• **INSTRUCTIONS TO FOLLOW**: Reproduce the listing below word for word, leaving out the pictures.

• **DATA EXCERPTS**:
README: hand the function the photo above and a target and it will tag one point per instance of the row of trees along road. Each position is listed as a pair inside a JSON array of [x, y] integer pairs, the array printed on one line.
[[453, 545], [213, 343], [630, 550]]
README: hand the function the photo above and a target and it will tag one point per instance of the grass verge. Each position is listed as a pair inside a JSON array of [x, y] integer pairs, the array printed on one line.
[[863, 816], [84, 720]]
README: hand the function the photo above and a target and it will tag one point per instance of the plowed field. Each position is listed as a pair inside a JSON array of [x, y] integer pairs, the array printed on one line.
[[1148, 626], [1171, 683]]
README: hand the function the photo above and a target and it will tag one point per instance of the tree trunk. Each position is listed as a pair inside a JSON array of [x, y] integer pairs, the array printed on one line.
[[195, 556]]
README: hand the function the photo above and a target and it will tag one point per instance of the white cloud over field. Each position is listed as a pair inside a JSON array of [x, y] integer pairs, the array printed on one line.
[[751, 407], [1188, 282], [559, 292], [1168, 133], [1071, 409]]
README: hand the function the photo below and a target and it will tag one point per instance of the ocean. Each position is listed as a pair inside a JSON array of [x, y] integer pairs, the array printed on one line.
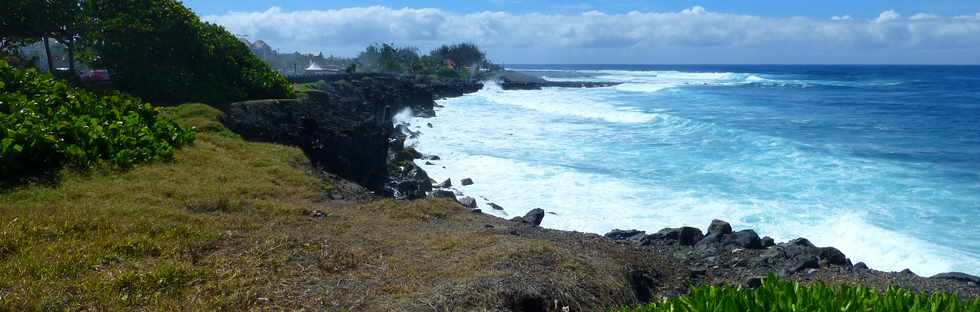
[[882, 162]]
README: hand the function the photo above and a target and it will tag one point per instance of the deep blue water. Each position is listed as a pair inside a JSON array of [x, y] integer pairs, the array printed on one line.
[[882, 162]]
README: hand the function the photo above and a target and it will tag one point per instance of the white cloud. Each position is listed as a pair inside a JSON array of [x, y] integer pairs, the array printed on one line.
[[349, 29], [922, 16], [888, 16]]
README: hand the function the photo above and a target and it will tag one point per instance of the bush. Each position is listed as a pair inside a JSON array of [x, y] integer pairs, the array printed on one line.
[[45, 124], [778, 295], [160, 51]]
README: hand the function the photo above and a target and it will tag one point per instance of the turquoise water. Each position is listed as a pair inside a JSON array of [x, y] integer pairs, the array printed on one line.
[[881, 162]]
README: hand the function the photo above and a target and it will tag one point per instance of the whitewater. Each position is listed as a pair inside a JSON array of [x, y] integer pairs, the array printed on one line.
[[880, 162]]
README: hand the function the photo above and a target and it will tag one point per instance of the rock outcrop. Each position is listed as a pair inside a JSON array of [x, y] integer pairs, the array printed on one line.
[[343, 126]]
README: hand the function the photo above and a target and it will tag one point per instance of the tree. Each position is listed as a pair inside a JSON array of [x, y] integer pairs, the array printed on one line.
[[160, 51], [69, 23], [463, 54], [23, 21]]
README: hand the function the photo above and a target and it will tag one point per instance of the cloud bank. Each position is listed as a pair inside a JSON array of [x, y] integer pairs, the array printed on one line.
[[344, 31]]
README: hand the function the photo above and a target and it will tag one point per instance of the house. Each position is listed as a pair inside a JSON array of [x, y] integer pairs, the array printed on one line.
[[315, 69]]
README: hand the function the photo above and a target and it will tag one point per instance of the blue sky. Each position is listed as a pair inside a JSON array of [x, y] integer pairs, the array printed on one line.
[[625, 31], [774, 8]]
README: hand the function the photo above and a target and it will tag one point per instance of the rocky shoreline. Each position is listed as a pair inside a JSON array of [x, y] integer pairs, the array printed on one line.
[[346, 128]]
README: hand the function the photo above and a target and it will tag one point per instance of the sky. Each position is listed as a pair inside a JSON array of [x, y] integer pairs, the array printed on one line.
[[624, 31]]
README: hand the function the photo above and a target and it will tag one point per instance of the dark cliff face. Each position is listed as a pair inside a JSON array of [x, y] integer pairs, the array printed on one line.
[[343, 126]]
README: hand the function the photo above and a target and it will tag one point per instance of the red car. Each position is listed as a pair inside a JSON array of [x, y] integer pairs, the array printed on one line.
[[96, 75]]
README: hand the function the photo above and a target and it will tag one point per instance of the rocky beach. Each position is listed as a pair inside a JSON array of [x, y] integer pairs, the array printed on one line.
[[359, 113]]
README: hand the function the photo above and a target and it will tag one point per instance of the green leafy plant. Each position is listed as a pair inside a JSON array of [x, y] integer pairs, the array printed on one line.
[[45, 125], [159, 50], [778, 295]]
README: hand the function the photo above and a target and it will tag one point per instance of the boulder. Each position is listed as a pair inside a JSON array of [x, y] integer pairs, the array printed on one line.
[[768, 242], [629, 235], [685, 236], [959, 277], [745, 239], [719, 227], [446, 184], [533, 217], [833, 256], [343, 125], [468, 202], [411, 182], [801, 242], [443, 194]]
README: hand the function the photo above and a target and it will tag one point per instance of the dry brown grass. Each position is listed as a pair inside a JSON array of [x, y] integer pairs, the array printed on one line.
[[224, 227]]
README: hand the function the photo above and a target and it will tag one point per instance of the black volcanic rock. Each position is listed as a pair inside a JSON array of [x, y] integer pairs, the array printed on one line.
[[618, 234], [533, 217], [767, 242], [685, 236], [468, 202], [343, 126], [443, 194], [745, 239], [719, 227], [410, 182], [957, 276]]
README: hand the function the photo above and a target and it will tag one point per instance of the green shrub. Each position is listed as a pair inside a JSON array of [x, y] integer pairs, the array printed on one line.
[[778, 295], [199, 117], [45, 124], [160, 51]]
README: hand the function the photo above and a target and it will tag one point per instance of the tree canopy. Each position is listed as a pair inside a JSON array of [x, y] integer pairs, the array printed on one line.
[[161, 51], [155, 49], [463, 54]]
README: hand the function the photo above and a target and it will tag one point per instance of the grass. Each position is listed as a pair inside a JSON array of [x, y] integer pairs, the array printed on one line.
[[777, 295], [303, 87], [111, 240], [225, 227]]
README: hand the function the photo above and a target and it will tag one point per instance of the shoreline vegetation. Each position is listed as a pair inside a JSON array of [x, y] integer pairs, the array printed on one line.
[[279, 196]]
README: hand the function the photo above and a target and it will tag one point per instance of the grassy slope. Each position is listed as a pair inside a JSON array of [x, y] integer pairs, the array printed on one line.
[[225, 227], [151, 235]]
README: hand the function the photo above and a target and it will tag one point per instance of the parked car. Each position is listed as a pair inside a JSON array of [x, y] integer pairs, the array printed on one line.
[[96, 75]]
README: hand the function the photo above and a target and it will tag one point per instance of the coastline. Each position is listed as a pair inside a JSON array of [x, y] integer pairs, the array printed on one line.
[[484, 204], [680, 257]]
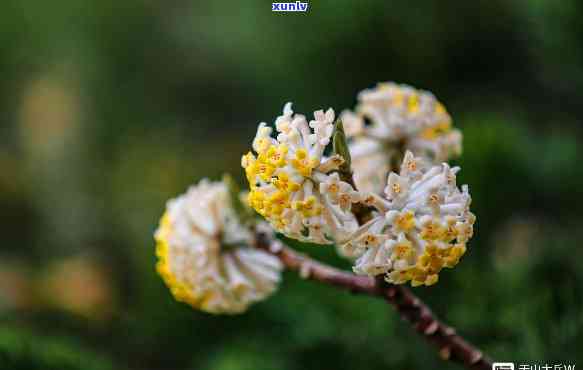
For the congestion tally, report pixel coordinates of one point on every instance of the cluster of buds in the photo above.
(294, 186)
(420, 226)
(205, 254)
(398, 139)
(391, 119)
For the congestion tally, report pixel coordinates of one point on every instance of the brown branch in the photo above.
(451, 346)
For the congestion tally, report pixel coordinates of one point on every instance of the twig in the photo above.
(451, 346)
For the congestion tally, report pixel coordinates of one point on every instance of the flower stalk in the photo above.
(450, 344)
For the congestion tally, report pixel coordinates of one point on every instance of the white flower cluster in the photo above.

• **REPLY TO THE TASK**:
README: hand the function the photo above and a target and it will tag one point per instance of the row of trees along road. Each position is listed as a pair inside a JSON array of [x, y] integer pairs, the array printed on one line.
[[453, 545], [213, 343], [630, 550]]
README: hand the function the photo above and a target and it will tag one point per instance of the grass verge. Each position is listed as a pair inside a JSON array of [x, y] integer pairs, the array printed on one line.
[[863, 816], [84, 720]]
README: hand the function the photo above and a target and it will tag one point per instance of the plowed field. Each position is listed as a pair inside a JSON array of [x, y] integer pairs, the array printed on one line.
[[1148, 626], [1171, 683]]
README: hand the function the photo above and a target and it will tag one point per instance of the tree trunk. Each position is listed as a pair inside a JSON array of [x, y] integer pairs, the array printed on one line.
[[195, 556]]
README: hand the function the photo above and a target and it will tag one point per instance of the white cloud over field. Each position is listed as a pair inside a JSON array of [x, y] integer pairs, the array printed on one line.
[[751, 407], [1188, 282], [559, 292], [1168, 133], [1071, 409]]
README: hand the function the photo below and a target and it will tag one point per instance of the ocean. Each position is listed as a pair inside a JSON array of [x, y] integer pairs, the array printed on one line.
[[882, 162]]
README: hand the function the photo above and a target and it will tag one point per instance of the deep blue water. Each position is listed as a pair inside a JSON array of [x, y] integer pairs, the array printed on one line.
[[882, 162]]
README: hand the function the photo above and a target and it will tag one point per instance of the white cloud. Each position is listed as a pair inside a JSON array of [x, y] integer pairs, the array printed on one line.
[[349, 29], [922, 16], [888, 16]]
README: hand the function the photo above and a target and it will tag one point per instance of the bush. Each position is listed as a pair inside a JSON array of [x, y] integer pairs, the array printed on one line.
[[45, 124], [778, 295], [160, 51]]
README: hand the function the photo above and a target and it will tag one point per instance of the turquoise water. Each position is listed as a pair inside a JSON array of [x, y] integer pairs, the array printed on one line.
[[881, 162]]
README: hand the function the photo above and a target and it will tag one point per instance of the whitewater. Each position is listed as a pair inside a JSON array of [x, y] integer pairs, the array printed on one line.
[[880, 162]]
README: hand the function the photo above and a target and it will tag one point per instance of the rock outcrop. Each position is listed as a pair inside a JSON array of [x, y] integer pairs, the array printed on one line.
[[343, 126]]
README: hand the function the photo above and a target and it will tag one point per instance of the tree. Each position is listed as a pair inside a JSON array of [x, y] integer pairs, the array printed on one line.
[[160, 51], [69, 23], [463, 54], [23, 21]]
README: hand the function the photo above and a target and it will tag one point per instance of the cloud bank. Each position is listed as a pair inside a JSON array of [x, y] integer pairs, the array printed on one line.
[[344, 31]]
README: hand the function the photo above and a target and it will tag one point per instance of the house. Each position is listed as a pair inside a JSON array of [x, y] integer pairs, the array printed on one line.
[[315, 69]]
README: hand the function the photo above and a target and it will tag one point per instance of the blue sky. Each position is listed as a pair inside a JSON array of [x, y] integer pairs, the array printed on one line.
[[625, 31], [774, 8]]
README: hand the function the photo above and a target and it will tag one point per instance of the rocky shoreline. Each position is listed as a pair inside a JSON array of [x, y] integer pairs, the array printed on one line.
[[346, 128]]
README: hand the function the photo above and a target and it will tag one point per instance of the sky. Each position is listed as a pair inside a JSON array of [x, y] integer pairs, the array printed on one line.
[[624, 31]]
README: hand the function the photo above and a target and it will tag one point per instance of the dark cliff face. Each position is listed as a pair inside a JSON array of [x, y] integer pairs, the array printed on one line.
[[343, 126]]
README: hand the function the photo above and a target and it will tag one point per instance of the red car. Each position is listed as a pair inside a JSON array of [x, y] integer pairs, the array printed on one line.
[[96, 75]]
README: hand the function the photo above and a target and it will tag one point per instance of the rocky beach. Each position is listed as a pair inside a JSON array of [x, y] integer pairs, the array printed on one line.
[[359, 113]]
README: hand the function the photo above and a target and it will tag one point per instance of the green leafy plant. Each position is listed as a pair inside a JSON array of [x, y] integer pairs, the array printed on one line.
[[45, 125], [159, 50], [778, 295]]
README: hand the function the photo above and a target and it will tag one point per instance of the boulder. Each position is listed as a pair inside a JSON array of [x, y] integer pairs, the array printed on one line.
[[768, 242], [629, 235], [685, 236], [959, 277], [745, 239], [719, 227], [446, 184], [533, 217], [833, 256], [343, 125], [468, 202], [411, 182], [801, 242], [443, 194]]
README: hand the function the photo above and a target and it will tag one point per instance of the dry brown grass. Each position is listed as a pair inside a JSON array of [x, y] integer pairs, the array printed on one line.
[[224, 227]]
README: hand the function the photo above and a target and it will tag one point per instance of the black volcanic rock. Each position is listed as a pair inside a JSON array of [x, y] integer pairs, the array printed on one line.
[[618, 234], [533, 217], [767, 242], [685, 236], [468, 202], [343, 126], [443, 194], [745, 239], [719, 227], [410, 182], [957, 276]]
README: hand the function the photo above and a target and it will tag one point per instance of the green shrub. Each position is listed as a pair inside a JSON array of [x, y] integer pairs, the array printed on one line.
[[778, 295], [199, 117], [45, 124], [160, 51]]
README: hand the function the photo above and a target and it will tag one point per instance of the tree canopy. Each position is listed as a pair inside a JSON array of [x, y] integer pairs, the array printed on one line.
[[161, 51], [155, 49], [463, 54]]
README: hand the function the photo above and a target and it will tag one point per instance of the grass. Each position is listed as a pair inside a JSON array of [x, y] integer pairs, the array printed on one line.
[[777, 295], [303, 87], [111, 240], [225, 227]]
README: hand the function the photo above and a target and it will tag one point per instance of the shoreline vegetation. Each position is listed as a pair inside a JSON array of [x, y] integer pairs, the array printed on one line.
[[279, 196]]
README: hand the function the photo above and a target and it will tag one point per instance of the grassy slope. Each position is listed as a pair inside a JSON array of [x, y] integer pairs, the array printed on one line.
[[225, 227], [151, 235]]
README: hand the function the photo above and a target and it will tag one point per instance of the parked car. Each position is listed as a pair inside a JSON array of [x, y] integer pairs, the array printed on one line.
[[96, 75]]
README: hand the function the photo above and a target and it will tag one point per instance of the coastline. Each position is listed as a pair inside a JSON array of [x, y] integer pairs, the array printed on one line.
[[484, 204], [680, 257]]
For the congestion tally, report pixel coordinates of one point on every instance of the cluster of buds in the photo above.
(294, 186)
(420, 226)
(205, 254)
(398, 139)
(391, 119)
For the congestion tally, report pixel coordinates of one point on every instance of the brown branch in the photo above.
(451, 346)
For the congestion tally, report pixel coordinates of one point on every instance of the twig in the photo above.
(451, 346)
For the congestion tally, report pixel coordinates of one point on every instance of the flower stalk in the photo above.
(450, 344)
For the congestion tally, report pixel coordinates of one point on every instance of the white flower cluster in the photo above.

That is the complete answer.